** Aufgabe **
Beantworte mithilfe des Artikels über die Wahl in der Republika Srpska diese Fragen:
1. Wie alt ist Milorad Dodik?
2. Wie viele Wähler sind zur Wahl aufgerufen?
3. Welches Amt hatte Sinisa Karan bisher inne?

Bosnien / Zum Abtritt gezwungener Ex-Teilstaatspräsident Dodik dominiert den Wahlkampf um seine Nachfolge
Sinisa Karan (l.) tritt zwar als Präsidentschaftskandidat am Sonntag zu den Wahlen an, Milorad Dodik dürfte aber hinter den Kulissen die Strippen ziehen Foto: Elvis Barukcic/AFP

Am Sonntag steigt in Bosnien die Wahl des neuen Präsidenten des Teilstaats der Republika Srpska. Dominiert wird der Stimmenstreit um seine Nachfolge von dem von der Justiz zum Abtritt gezwungenen Serbenführer Milorad Dodik.

Auch politisch Totgeglaubte können länger leben. Noch vor wenigen Wochen schien Bosniens Serbenführer Milorad Dodik mit seinem Windmühlenkampf gegen seine von der Justiz erwirkte Amtsenthebung als Präsident des Teilstaats der Republika Srpska (RS) auf dem unumkehrbaren Weg auf das politische Abstellgleis – auch wegen seines abgekühlten Verhältnisses zu Serbiens Präsidenten Aleksandar Vucic.

Doch nach der Aufhebung der US-Sanktionen gegen ihn und sein Gefolge Ende Oktober sowie der Bestätigung des Verfassungsgerichts in dieser Woche, dass er trotz eines sechsjährigen Amtsverbots weiter seine SNSD führen könne, wittert der machtbewusste Strippenzieher neue Morgenluft: Der Stimmenstreit vor der am Sonntag steigenden Wahl seines Nachfolgers wird ausgerechnet von dem unfreiwillig aus seinem Amt genötigten Dodik dominiert.

Wo Dodik ist, war bisher die Macht – egal auf welchem Posten. Ob als Regierungschef und Teilstaatspräsident der Republika Srpska oder als serbischer Vertreter im dreiköpfigen Staatspräsidium von Bosnien und Herzegowina: Schon seit über einem Vierteljahrhundert teilt das 66-jährige Politfossil in Banja Luka die Karten aus.

Als SNSD-Chef will er künftig vom Rücksitz die Geschicke im Teilstaat steuern. Einen Vorgeschmack davon vermittelt bereits der nun anstehende Urnengang. Im Wahlkampf steht der offizielle SNSD-Kandidat Sinisa Karan völlig im Schatten seines Schattenmanns und Parteichefs – Milorad Dodik.

1,2 Millionen Wähler sind zur Wahl seines Kurzzeitnachfolgers aus sechs Kandidaten aufgerufen, Frauen sind nicht darunter: Weil im bosnischen Vielvölkerstaat Präsidentschafts-, Parlaments- und Teilstaatswahlen immer gleichzeitig steigen, soll der neue Teilstaatspräsident nur bis zum Ende der Legislaturperiode im Herbst nächsten Jahres amtieren.

Sowohl die regierende SNSD als auch die zersplitterte Opposition im Teilstaat sehen den Urnengang denn auch vor allem als Probelauf für die Superwahlen im nächsten Jahr. Der von Dodik protegierte Karan (SNSD), bisher Wissenschaftsminister in der Teilstaatsregierung, geht als Favorit ins Rennen. Chancen rechnet sich aber auch der von den größten Oppositionsparteien nominierte Elektrotechnik-Professor Branko Blanusa (SDS) aus.

** Bereitgestellte Angaben **

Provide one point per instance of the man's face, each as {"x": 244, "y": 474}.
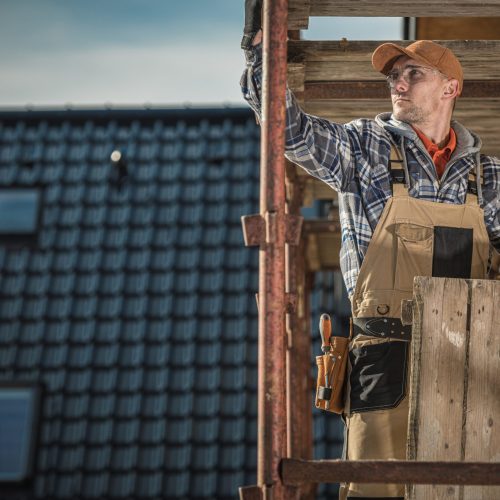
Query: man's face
{"x": 416, "y": 91}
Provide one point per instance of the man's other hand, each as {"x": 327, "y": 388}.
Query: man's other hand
{"x": 253, "y": 23}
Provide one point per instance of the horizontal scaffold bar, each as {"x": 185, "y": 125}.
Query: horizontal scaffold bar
{"x": 295, "y": 472}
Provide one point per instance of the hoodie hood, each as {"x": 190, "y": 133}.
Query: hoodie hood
{"x": 467, "y": 141}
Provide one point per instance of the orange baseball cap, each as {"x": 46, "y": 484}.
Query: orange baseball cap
{"x": 424, "y": 51}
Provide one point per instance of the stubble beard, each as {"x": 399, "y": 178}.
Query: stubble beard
{"x": 412, "y": 114}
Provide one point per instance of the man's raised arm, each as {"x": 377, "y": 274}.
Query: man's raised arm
{"x": 319, "y": 146}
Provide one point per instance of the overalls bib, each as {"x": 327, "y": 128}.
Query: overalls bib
{"x": 413, "y": 238}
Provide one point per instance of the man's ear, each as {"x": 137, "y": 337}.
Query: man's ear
{"x": 451, "y": 89}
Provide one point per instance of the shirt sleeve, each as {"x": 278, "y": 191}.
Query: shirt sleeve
{"x": 322, "y": 148}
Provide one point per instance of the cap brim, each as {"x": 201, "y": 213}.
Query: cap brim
{"x": 386, "y": 54}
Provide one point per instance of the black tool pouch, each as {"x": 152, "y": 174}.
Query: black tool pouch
{"x": 378, "y": 376}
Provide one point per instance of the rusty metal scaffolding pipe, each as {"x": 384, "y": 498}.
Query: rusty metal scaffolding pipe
{"x": 272, "y": 430}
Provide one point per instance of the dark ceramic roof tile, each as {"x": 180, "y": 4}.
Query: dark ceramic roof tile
{"x": 134, "y": 331}
{"x": 153, "y": 431}
{"x": 179, "y": 431}
{"x": 80, "y": 356}
{"x": 134, "y": 307}
{"x": 85, "y": 307}
{"x": 8, "y": 173}
{"x": 159, "y": 330}
{"x": 98, "y": 457}
{"x": 207, "y": 405}
{"x": 40, "y": 262}
{"x": 131, "y": 355}
{"x": 150, "y": 485}
{"x": 105, "y": 355}
{"x": 109, "y": 307}
{"x": 54, "y": 356}
{"x": 50, "y": 215}
{"x": 57, "y": 332}
{"x": 234, "y": 353}
{"x": 142, "y": 216}
{"x": 136, "y": 283}
{"x": 206, "y": 430}
{"x": 138, "y": 260}
{"x": 210, "y": 305}
{"x": 107, "y": 331}
{"x": 212, "y": 258}
{"x": 89, "y": 260}
{"x": 91, "y": 237}
{"x": 104, "y": 381}
{"x": 161, "y": 283}
{"x": 154, "y": 405}
{"x": 185, "y": 330}
{"x": 156, "y": 379}
{"x": 233, "y": 404}
{"x": 182, "y": 380}
{"x": 128, "y": 405}
{"x": 192, "y": 192}
{"x": 73, "y": 431}
{"x": 205, "y": 457}
{"x": 27, "y": 333}
{"x": 12, "y": 284}
{"x": 72, "y": 195}
{"x": 177, "y": 485}
{"x": 121, "y": 485}
{"x": 232, "y": 457}
{"x": 28, "y": 357}
{"x": 116, "y": 237}
{"x": 209, "y": 328}
{"x": 98, "y": 173}
{"x": 180, "y": 405}
{"x": 75, "y": 407}
{"x": 233, "y": 431}
{"x": 82, "y": 331}
{"x": 125, "y": 432}
{"x": 113, "y": 261}
{"x": 79, "y": 381}
{"x": 233, "y": 379}
{"x": 236, "y": 281}
{"x": 118, "y": 215}
{"x": 151, "y": 457}
{"x": 32, "y": 308}
{"x": 143, "y": 194}
{"x": 95, "y": 485}
{"x": 59, "y": 308}
{"x": 94, "y": 216}
{"x": 183, "y": 354}
{"x": 87, "y": 284}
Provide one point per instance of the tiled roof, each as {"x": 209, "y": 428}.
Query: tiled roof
{"x": 136, "y": 308}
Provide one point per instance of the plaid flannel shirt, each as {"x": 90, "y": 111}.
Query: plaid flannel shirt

** Ergebnis **
1. Milorad Dodik ist 66 Jahre alt.
2. Zur Wahl sind 1,2 Millionen Wähler aufgerufen.
3. Sinisa Karan war bisher Wissenschaftsminister in der Teilstaatsregierung.